* **Stated exercise**
Give these lines again with "drop a marker" switched to "place a pin" everywhere it appears, leaving everything else unchanged.
◇ ◇ ◇ ◇ ◇
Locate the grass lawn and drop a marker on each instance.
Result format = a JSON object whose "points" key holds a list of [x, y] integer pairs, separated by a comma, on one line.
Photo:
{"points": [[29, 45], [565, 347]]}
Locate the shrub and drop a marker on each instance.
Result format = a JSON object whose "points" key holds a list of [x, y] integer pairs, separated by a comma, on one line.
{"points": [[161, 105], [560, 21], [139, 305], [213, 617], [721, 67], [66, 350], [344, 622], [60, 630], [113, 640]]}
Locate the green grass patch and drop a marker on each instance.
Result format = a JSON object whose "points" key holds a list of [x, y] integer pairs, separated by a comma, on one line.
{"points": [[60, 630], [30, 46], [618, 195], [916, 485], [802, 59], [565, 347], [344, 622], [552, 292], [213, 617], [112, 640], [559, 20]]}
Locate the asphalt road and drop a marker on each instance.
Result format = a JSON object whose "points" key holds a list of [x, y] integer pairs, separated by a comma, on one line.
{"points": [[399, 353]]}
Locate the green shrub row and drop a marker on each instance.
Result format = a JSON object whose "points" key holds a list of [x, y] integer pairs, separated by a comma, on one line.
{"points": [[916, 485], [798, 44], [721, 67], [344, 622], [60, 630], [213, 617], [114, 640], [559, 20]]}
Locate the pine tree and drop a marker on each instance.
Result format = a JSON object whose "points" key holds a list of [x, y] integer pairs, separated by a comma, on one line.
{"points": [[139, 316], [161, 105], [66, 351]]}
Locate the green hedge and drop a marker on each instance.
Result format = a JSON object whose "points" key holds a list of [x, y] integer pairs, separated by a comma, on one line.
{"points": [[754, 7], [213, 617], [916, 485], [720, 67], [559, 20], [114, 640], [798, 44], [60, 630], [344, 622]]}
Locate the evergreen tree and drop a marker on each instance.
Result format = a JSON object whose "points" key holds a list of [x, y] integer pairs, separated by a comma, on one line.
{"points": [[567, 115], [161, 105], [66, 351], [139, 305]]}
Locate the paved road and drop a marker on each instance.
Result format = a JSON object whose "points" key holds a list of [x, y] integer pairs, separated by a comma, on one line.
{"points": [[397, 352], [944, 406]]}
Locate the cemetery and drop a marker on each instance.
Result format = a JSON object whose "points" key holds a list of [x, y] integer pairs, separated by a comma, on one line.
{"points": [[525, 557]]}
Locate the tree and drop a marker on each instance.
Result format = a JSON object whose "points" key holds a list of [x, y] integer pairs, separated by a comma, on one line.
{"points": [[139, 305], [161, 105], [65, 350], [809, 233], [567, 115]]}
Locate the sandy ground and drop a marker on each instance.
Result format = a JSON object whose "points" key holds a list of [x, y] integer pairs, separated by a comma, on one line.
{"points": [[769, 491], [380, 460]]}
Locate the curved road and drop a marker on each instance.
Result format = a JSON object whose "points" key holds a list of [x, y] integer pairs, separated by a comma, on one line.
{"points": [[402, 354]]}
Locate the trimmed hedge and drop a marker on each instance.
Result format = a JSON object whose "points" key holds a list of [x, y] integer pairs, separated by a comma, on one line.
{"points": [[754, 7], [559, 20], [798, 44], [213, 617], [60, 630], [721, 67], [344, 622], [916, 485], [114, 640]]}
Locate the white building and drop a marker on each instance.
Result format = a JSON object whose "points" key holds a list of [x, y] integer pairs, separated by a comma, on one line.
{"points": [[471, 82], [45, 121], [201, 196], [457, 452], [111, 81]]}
◇ ◇ ◇ ◇ ◇
* **Result below**
Locate the grass lawn and place a pin on each instance.
Result format = a JSON object whose "points" key holds a list of [x, y] integer pairs, separated by a comma, on one line.
Photo:
{"points": [[29, 45], [565, 347]]}
Locate the shrub and place a pin on each instance.
Result format = a JSON object whose "points" key holds a list of [x, y] integer pairs, separated by a comma, on one line.
{"points": [[161, 105], [560, 21], [139, 305], [213, 617], [721, 67], [66, 350], [344, 622], [60, 630], [113, 640]]}
Locate the green grass patch and place a pin on each instance.
Result format = a JSON object whose "points" key holds a list of [x, y] integer pairs, separated by a comma, on one line.
{"points": [[60, 630], [30, 46], [618, 195], [916, 485], [802, 59], [565, 347], [344, 622], [552, 292], [213, 617], [112, 640], [559, 20]]}
Locate the asphalt road and place a pin on each instance.
Result format = a JSON object whose "points" key holds a list of [x, y] integer pairs, separated by a comma, on one line.
{"points": [[399, 353]]}
Locate the green shrub row and place a pin on each instance.
Result format = a JSON object whose "points" key holds a list of [x, y] integer pairs, separated by a comma, on one line.
{"points": [[916, 485], [798, 44], [721, 67], [344, 622], [60, 630], [213, 617], [114, 640], [559, 20]]}
Locate the pine tree and place a pin on each instance.
Result format = a JSON object whose "points" key holds a list of [x, y] integer pairs, separated by a comma, on one line.
{"points": [[139, 316], [161, 105], [66, 351]]}
Locate the green hedge and place a pin on each instance.
Result format = a JSON object whose "points" key holds a list of [x, y] integer pairs, separated by a comma, on one line.
{"points": [[754, 7], [213, 617], [916, 485], [720, 67], [559, 20], [114, 640], [798, 44], [60, 630], [344, 622]]}
Locate the evergreen tree and place a pin on each instance.
Result format = a JSON object whose "points" key holds a list of [x, y] integer pairs, separated by a comma, on one line.
{"points": [[567, 115], [161, 105], [66, 351], [139, 305]]}
Locate the paved road and place a pin on each instance.
Result format = a JSON object whose "points" key holds a list of [x, y] integer pairs, separated by a comma, on one line.
{"points": [[397, 352], [944, 406]]}
Locate the cemetery and place a pin on each instance.
Result format = a JSON object whose "points" key holds a list of [x, y] integer pairs, separated by a comma, on one line.
{"points": [[525, 557]]}
Locate the tree and place a pin on each instance.
Result format = a JSON object whose "points" key holds a list of [x, y] integer pairs, separated by a comma, on one line.
{"points": [[139, 305], [161, 105], [65, 350], [809, 233], [567, 115]]}
Locate the sandy ground and place a pin on each instance.
Result format = a JSON object whose "points" key holds a list of [x, y] integer pairs, separated by a comma, on one line.
{"points": [[769, 491], [380, 460]]}
Locate the curved road and place a pin on each instance.
Result format = a JSON object whose "points" key holds a list of [x, y] integer pairs, separated by a comma, on one line.
{"points": [[402, 354]]}
Locate the trimmed hedge and place a pin on each instance.
Result format = a JSON object whose "points" key holds a list of [x, y] integer pairs, separated by a comma, on one line.
{"points": [[754, 7], [559, 20], [798, 44], [213, 617], [60, 630], [721, 67], [344, 622], [916, 485], [114, 640]]}
Locate the white building and place a pin on each instance.
Result format = a JSON object whose "points" key holds a list of [x, y] integer pairs, separated by a comma, on one line.
{"points": [[471, 82], [45, 121], [201, 196], [457, 452], [111, 81]]}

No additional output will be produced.